++++ Texto de origen

Volvamos al sin-sentido. Hay veces en las que el no sentido es la mortaja con la que se trama toda una vida, cristalizando la existencia en estado crónico de desesperanza, como si la vida se redujera a un permanente batallar por la supervivencia; y están los derrumbes catastróficos de sentido, esos acontecimientos de puro trauma.

El sinsentido es --en esas ocasiones-- lo que le da estatura a todo. Otras, el prólogo de una disolución. O una maniobra al filo de algún abismo.

El psicoanálisis nos muestra que el saber no está antes. Viene después, en apres-coup, marcado, invariablemente por al menos dos tiempos. Es desde algún presente que habrá una historia que podamos saber.

Habitar el saber es siempre una conquista personal (no hay don posible, y por eso el psicoanálisis no es pedagogía). Entre lo que sabemos y querríamos no saber (por ejemplo, que el mundo es desigual, patriarcal y en riesgo de extinción muy posiblemente), y lo que quisiéramos saber pero tenemos vedado, allí, en esa zona intermedia nuestra experiencia inventará --en el mejor de los casos-- algún saber un poco roto, un poco agrietado o cascado, pero que valga la pena.

Una vivencia de irrealidad acompañó mi experiencia personal y mi trabajo clínico desde el inicio de la pandemia, sobre todo durante el primer año. La experiencia pseudo-onírica de una realidad inasimilable, que exigía enormísimos esfuerzos a los que entregarse sin solución de continuidad, sin preparación alguna. El descubrimiento concreto y personal de la precariedad de nuestras instituciones y de nuestra cultura ante la vivencia de catástrofe mundial. La provisoriedad, la inermidad, y el derrumbe de aquella naturalidad con la que dábamos por sentado todo. El mundo puesto en suspenso sin orilla clara de la que sujetarnos, sin horizonte preciso por ningún lado. Una púber en esos tiempos, con dos duelos impensados encima, me decía: antes esa frase que dice que siempre puede ser peor era eso, una frase. Ahora sé que es así. Me pasó, tal vez no deje de pasar nunca: siempre puede ser peor. Piera Aulagnier escribe que hay dos principios básicos de causalidad en la vida psíquica de todo sujeto, necesarios para que el funcionamiento psíquico tenga sentido: la causalidad demostrada y la causalidad interpretada. Son dos maneras de leer el mundo y la experiencia en él, y nuestras intervenciones pueden sostenerse siempre y cuando nosotros, como analistas, seamos capaces de diferenciar esos dos momentos en el interminable trabajo de cada sujeto por construir sentido. La pandemia nos encontró a analistas y pacientes compartiendo el mismo estado de conmoción psíquica de nuestras causalidades propias --las más íntimas y personales-- y las compartidas. El yo (je) para Piera es ese aprendiz de historiador condenado a investir el propio cuerpo, su existencia psíquica y el mundo; y a establecer nexos de causalidad. Mucho, mucho antes aún, Spinoza construyó su ética privilegiando la causalidad y situándola como fundamento del pensamiento y de la existencia.

++++++++
++++ Datos extraídos

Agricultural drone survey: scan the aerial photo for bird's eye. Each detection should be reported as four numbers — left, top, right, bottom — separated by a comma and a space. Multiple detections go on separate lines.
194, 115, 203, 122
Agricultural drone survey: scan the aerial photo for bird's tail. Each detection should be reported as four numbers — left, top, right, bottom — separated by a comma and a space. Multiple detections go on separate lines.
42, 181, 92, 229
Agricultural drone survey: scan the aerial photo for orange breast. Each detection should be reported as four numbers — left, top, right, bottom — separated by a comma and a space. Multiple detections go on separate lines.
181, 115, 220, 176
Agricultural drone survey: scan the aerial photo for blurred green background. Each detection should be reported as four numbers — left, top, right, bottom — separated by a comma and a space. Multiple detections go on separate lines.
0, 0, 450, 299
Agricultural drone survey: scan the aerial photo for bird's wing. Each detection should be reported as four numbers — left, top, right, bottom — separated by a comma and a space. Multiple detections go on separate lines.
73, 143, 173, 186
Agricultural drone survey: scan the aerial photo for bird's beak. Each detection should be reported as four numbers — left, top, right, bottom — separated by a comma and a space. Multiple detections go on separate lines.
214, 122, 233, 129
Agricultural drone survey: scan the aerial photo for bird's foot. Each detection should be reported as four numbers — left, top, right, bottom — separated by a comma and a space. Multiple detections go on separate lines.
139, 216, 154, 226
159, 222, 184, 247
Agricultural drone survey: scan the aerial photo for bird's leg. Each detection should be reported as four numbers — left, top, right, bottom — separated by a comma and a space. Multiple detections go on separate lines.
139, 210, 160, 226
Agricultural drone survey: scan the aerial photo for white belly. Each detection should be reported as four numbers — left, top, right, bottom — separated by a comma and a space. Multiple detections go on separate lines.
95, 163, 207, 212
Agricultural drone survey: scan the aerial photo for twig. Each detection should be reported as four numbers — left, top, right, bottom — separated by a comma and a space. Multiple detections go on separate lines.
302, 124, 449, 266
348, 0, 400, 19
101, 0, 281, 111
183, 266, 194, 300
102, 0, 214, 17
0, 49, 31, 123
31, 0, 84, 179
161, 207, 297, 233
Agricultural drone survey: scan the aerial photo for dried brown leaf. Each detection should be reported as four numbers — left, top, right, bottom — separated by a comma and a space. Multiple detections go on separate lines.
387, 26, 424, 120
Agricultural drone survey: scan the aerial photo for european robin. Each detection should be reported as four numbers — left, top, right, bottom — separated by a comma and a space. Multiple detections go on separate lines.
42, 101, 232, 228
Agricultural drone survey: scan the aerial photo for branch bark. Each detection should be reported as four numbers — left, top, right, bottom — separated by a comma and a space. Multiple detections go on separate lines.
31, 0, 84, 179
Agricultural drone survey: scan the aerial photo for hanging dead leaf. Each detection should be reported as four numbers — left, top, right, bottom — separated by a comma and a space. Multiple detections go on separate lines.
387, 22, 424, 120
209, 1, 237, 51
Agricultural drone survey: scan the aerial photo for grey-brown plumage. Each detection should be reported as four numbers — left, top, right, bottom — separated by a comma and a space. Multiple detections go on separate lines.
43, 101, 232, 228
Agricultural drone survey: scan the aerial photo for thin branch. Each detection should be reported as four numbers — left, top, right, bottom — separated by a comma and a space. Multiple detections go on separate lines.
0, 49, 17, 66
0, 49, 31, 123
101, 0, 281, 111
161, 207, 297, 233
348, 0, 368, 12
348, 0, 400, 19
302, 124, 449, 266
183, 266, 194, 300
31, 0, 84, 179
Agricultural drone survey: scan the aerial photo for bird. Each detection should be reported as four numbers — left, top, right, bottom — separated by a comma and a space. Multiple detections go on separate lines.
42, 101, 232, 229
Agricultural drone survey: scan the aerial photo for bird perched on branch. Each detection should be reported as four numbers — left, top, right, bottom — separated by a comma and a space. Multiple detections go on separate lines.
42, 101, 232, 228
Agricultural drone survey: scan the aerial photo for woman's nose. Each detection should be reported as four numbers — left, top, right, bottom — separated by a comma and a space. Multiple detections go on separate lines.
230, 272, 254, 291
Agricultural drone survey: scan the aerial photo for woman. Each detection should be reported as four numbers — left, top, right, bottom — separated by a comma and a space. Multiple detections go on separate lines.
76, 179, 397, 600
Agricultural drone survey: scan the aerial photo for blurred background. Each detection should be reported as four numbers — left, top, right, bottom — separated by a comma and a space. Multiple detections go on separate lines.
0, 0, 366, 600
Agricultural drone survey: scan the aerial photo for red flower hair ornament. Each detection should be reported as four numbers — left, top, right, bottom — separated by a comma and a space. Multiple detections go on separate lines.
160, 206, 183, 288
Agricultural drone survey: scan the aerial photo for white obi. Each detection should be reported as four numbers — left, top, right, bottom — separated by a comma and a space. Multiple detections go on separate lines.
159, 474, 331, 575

++++++++

» **Completa lo siguiente**
(a) Según el texto sobre el sinsentido, ¿cuáles son los dos principios básicos de causalidad que señala Piera Aulagnier?
(b) Copia tal cual el pasaje del texto sobre el sinsentido que va desde "Volvamos al sin-sentido." hasta "de algún abismo.".
Los datos no tienen ningún papel en esto.

» **Respuestas**
(a) La causalidad demostrada y la causalidad interpretada.

(b)
Volvamos al sin-sentido. Hay veces en las que el no sentido es la mortaja con la que se trama toda una vida, cristalizando la existencia en estado crónico de desesperanza, como si la vida se redujera a un permanente batallar por la supervivencia; y están los derrumbes catastróficos de sentido, esos acontecimientos de puro trauma.

El sinsentido es --en esas ocasiones-- lo que le da estatura a todo. Otras, el prólogo de una disolución. O una maniobra al filo de algún abismo.